● **EXCERPTED PASSAGE**
# # # #
Mathematical and scientific instruments were
relatively neglected artefacts in the mid-1950s, their
technical nature upsetting art historians, their aesthetic
qualities linking them into worlds of craftsmanship and
patronage little understood by scientists. Descriptive
writing about them was far removed in quality from that
routinely deployed in the analysis of painting, sculpture or
even applied art objects.
Maddison combined his understanding of their many
aspects - their geometrical basis, the craft skills required
to execute them, the iconographic repertoire whence their
decoration derived, their historical contexts and
contingency - with precise and detailed descriptions. He
established new and rigorous standards for the presentation
of historic instruments in museum and exhibition catalogues,
and also for the description of such items in auction house
or private gallery catalogues aimed at the commercial art
market.
If, today, the history of scientific instruments is a
recognised sub-discipline of cultural history, rich in
detailed collection catalogues and wide-ranging histories,
it is in part a result of exemplary early catalogues such as
Maddison's Billmeier Collection Supplement (1957) slowly
permeating the field, and through his personal influence
spread via colleagues and pupils.
Crucial here was the seriousness of Maddison's
approach, one based on an unshakeable commitment to the
fascination of high scholarship, but one which Maddison none
the less succeeded in communicating as fun; because research
was fun it was to be shared, for thus it could provoke the
curiosity of others.
With his first wife, Audrey Kent, who died in 2004,
Francis Maddison had a daughter and a son. With his second
wife, Patricia Brown, who survives him, he had another son.
# # # #
● **EXTRACTED RECORDS**
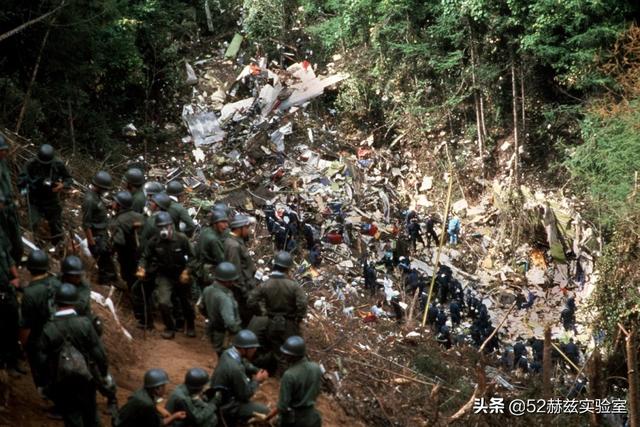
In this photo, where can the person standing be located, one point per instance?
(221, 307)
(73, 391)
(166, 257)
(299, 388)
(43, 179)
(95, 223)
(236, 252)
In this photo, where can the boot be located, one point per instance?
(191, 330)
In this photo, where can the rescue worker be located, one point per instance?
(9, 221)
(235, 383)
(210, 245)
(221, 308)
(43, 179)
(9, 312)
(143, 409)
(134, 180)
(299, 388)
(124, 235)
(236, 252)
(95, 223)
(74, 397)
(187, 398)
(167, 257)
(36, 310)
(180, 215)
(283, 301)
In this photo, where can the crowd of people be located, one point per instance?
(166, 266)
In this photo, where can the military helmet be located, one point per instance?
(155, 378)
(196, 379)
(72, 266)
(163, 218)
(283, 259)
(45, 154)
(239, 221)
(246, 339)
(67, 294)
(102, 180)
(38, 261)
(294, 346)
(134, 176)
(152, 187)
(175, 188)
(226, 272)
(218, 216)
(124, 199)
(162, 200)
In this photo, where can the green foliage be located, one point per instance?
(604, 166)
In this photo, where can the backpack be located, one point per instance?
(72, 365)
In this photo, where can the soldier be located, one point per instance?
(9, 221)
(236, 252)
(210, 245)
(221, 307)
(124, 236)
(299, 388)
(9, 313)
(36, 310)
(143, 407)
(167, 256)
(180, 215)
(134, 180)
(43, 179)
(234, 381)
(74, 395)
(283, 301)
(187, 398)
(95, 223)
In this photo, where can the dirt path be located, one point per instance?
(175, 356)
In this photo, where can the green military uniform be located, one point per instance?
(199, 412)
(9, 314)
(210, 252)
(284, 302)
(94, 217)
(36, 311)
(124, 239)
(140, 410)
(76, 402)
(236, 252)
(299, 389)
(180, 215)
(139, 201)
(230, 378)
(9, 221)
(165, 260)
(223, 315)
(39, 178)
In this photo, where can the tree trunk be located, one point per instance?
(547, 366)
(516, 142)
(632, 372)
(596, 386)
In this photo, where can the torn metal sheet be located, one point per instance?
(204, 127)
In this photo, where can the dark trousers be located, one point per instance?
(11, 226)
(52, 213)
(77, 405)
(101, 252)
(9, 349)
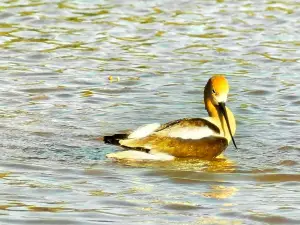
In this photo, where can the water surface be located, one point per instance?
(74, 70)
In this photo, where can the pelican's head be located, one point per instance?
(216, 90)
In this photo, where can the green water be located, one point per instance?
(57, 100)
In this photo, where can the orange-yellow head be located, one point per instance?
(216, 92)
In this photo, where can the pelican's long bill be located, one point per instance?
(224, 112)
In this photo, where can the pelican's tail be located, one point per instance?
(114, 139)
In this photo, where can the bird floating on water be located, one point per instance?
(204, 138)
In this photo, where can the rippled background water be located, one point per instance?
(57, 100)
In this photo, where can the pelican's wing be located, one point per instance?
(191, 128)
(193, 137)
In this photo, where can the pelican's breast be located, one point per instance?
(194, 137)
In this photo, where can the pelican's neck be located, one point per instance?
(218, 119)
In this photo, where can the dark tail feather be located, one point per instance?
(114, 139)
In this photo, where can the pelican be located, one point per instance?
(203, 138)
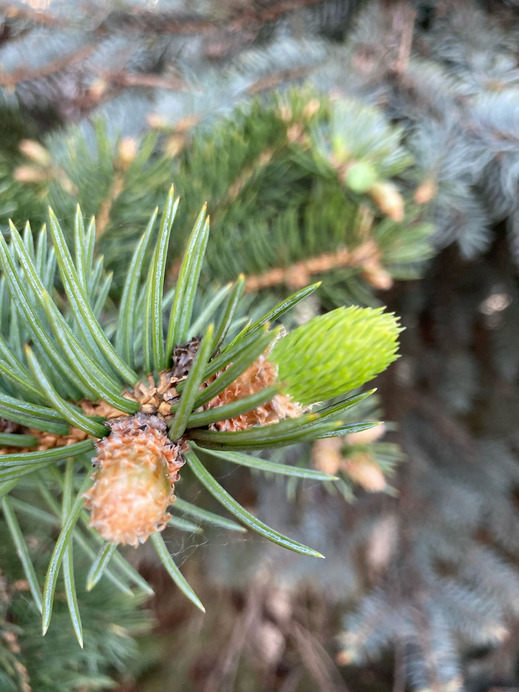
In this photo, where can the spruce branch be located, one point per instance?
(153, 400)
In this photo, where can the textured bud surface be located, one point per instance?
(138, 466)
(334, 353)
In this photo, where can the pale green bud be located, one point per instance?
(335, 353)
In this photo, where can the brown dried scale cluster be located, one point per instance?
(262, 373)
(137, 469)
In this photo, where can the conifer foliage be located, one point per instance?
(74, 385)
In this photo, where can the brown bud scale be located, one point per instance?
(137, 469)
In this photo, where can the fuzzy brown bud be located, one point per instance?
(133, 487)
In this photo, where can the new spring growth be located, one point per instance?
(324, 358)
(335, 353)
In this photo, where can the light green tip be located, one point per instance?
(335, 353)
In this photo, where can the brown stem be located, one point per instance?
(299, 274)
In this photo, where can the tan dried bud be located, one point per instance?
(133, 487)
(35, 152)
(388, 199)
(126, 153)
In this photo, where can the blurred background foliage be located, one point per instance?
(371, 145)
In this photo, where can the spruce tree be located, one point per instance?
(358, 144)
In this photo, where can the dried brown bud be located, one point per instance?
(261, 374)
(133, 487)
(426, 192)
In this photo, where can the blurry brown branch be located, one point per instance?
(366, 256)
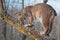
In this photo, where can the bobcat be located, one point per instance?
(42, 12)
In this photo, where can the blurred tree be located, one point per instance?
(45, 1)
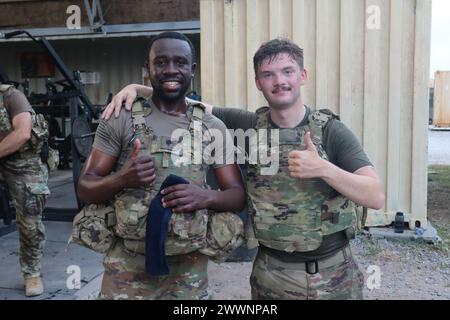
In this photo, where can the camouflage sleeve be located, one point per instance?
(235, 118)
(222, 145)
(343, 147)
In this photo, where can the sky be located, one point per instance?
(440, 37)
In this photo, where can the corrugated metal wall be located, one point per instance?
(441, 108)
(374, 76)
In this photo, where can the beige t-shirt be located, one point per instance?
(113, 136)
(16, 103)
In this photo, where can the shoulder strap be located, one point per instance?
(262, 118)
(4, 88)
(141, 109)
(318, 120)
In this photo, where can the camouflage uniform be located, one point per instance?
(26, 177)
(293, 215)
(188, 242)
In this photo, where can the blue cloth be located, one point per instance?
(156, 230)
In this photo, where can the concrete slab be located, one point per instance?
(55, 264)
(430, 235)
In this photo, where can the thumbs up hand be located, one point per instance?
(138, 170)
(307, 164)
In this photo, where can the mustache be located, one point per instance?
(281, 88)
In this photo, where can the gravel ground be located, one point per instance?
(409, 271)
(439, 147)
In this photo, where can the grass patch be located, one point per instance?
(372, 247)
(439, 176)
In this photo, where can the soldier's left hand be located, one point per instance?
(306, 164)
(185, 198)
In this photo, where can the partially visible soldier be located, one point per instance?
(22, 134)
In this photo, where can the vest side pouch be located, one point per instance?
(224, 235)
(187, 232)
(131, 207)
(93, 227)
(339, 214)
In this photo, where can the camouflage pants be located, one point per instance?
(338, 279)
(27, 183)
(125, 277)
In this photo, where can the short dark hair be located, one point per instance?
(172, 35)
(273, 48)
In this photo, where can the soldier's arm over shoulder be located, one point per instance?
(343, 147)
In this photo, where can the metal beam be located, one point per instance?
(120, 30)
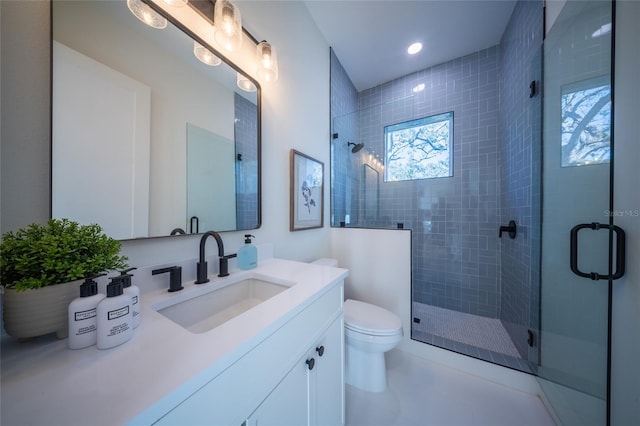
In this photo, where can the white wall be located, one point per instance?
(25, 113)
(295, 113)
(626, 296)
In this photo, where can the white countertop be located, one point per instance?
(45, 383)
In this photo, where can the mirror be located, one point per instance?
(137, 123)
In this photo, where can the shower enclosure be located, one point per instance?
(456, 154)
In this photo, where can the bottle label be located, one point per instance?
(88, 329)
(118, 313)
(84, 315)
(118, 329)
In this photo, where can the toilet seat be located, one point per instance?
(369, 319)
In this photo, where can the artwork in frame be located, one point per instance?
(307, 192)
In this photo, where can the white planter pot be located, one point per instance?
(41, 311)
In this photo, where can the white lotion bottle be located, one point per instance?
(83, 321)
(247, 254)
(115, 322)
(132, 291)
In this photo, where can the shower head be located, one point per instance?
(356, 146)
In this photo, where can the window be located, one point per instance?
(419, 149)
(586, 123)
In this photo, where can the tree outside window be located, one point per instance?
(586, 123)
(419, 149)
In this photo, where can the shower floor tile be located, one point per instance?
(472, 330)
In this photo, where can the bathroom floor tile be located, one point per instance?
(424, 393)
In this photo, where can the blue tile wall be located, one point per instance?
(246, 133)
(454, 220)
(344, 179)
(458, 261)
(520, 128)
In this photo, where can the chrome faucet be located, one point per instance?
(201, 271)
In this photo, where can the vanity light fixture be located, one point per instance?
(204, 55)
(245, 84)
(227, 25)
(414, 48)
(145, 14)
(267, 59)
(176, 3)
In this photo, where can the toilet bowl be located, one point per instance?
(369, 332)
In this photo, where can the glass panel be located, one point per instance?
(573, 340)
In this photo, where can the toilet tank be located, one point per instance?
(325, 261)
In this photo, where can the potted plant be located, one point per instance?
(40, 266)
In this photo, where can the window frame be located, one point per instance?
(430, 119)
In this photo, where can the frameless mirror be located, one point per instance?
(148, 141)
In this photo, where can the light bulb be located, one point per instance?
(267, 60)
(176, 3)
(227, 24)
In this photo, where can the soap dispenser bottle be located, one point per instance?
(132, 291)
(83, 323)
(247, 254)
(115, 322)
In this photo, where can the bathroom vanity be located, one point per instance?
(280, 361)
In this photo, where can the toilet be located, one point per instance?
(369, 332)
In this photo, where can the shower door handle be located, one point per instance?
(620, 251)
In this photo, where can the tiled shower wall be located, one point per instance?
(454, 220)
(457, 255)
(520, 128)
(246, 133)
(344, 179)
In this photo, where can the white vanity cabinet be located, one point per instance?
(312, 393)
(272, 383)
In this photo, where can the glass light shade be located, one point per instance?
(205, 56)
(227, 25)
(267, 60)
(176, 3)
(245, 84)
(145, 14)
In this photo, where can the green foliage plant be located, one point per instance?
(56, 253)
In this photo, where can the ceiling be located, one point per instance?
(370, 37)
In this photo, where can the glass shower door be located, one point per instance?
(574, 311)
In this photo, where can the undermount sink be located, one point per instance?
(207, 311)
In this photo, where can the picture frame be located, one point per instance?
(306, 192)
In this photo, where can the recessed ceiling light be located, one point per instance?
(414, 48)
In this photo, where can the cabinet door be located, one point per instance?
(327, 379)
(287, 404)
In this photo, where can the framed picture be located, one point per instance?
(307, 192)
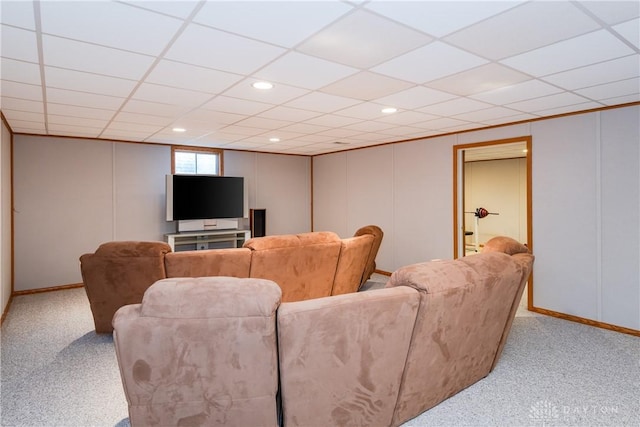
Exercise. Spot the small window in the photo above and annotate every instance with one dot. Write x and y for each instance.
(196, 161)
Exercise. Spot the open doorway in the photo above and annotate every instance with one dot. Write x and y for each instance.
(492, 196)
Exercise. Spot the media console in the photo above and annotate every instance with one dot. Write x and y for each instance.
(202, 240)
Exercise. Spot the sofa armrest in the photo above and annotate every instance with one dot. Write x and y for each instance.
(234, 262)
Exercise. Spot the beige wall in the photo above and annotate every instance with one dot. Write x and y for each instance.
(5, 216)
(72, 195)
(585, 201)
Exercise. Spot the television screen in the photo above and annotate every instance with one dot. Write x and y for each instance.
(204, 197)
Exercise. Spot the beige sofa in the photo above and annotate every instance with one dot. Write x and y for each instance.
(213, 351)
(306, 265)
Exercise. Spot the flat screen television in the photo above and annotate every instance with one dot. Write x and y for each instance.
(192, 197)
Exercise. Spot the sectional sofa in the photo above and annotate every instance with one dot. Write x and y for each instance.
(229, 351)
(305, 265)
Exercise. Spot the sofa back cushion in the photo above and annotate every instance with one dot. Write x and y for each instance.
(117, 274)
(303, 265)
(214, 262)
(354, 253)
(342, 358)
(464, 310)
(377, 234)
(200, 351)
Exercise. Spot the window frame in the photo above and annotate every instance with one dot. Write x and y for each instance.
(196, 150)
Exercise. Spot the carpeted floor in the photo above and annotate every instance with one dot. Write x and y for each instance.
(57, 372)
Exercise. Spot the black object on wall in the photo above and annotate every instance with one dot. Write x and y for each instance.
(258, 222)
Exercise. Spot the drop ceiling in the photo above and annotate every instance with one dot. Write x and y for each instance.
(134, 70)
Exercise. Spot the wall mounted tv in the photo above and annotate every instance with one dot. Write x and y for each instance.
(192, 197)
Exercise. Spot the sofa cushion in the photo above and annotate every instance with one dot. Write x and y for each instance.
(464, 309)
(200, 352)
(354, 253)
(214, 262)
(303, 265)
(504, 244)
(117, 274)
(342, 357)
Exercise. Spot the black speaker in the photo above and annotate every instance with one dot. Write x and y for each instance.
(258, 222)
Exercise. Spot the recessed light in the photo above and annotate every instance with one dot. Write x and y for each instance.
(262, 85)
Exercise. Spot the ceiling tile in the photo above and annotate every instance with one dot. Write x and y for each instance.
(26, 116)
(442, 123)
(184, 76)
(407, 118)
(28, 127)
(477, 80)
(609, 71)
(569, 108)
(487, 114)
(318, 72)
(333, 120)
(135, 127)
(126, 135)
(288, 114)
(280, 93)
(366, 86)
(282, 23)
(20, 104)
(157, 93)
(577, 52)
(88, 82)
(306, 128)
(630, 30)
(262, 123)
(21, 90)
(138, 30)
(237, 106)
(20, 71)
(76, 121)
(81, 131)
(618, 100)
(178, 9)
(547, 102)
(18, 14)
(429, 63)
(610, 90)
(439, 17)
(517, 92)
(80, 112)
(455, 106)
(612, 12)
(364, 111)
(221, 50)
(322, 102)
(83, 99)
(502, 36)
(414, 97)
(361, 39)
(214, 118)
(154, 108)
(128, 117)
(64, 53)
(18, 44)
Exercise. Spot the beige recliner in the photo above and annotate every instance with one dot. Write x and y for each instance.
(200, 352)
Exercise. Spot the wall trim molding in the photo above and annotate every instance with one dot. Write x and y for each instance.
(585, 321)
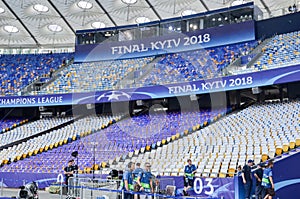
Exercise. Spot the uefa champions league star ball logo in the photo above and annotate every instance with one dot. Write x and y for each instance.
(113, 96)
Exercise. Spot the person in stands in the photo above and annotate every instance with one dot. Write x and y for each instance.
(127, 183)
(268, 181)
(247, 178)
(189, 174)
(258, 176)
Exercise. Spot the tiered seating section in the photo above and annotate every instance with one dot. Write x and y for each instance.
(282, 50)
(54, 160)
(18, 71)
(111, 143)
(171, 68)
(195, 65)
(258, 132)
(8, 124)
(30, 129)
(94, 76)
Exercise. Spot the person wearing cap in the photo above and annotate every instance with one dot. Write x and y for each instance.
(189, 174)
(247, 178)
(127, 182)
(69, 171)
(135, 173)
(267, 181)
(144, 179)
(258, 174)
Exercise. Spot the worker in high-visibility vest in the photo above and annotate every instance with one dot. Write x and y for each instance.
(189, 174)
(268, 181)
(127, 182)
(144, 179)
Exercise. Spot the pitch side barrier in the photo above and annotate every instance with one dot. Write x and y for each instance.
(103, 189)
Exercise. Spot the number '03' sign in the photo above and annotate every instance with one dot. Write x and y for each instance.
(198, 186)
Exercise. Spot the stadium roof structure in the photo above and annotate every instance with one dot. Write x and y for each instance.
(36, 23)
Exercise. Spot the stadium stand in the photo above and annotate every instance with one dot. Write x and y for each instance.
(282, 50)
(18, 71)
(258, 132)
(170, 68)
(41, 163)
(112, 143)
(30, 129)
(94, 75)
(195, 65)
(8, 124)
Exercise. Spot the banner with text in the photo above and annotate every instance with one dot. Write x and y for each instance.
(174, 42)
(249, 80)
# # # #
● **EXERCISE DESCRIPTION**
Transcribe the section of the passage on Francis Maddison starting at "Crucial here was" and ending at "curiosity of others.". The listing is separate material and has no connection to the passage on Francis Maddison.

● **OUTPUT**
Crucial here was the seriousness of Maddison's
approach, one based on an unshakeable commitment to the
fascination of high scholarship, but one which Maddison none
the less succeeded in communicating as fun; because research
was fun it was to be shared, for thus it could provoke the
curiosity of others.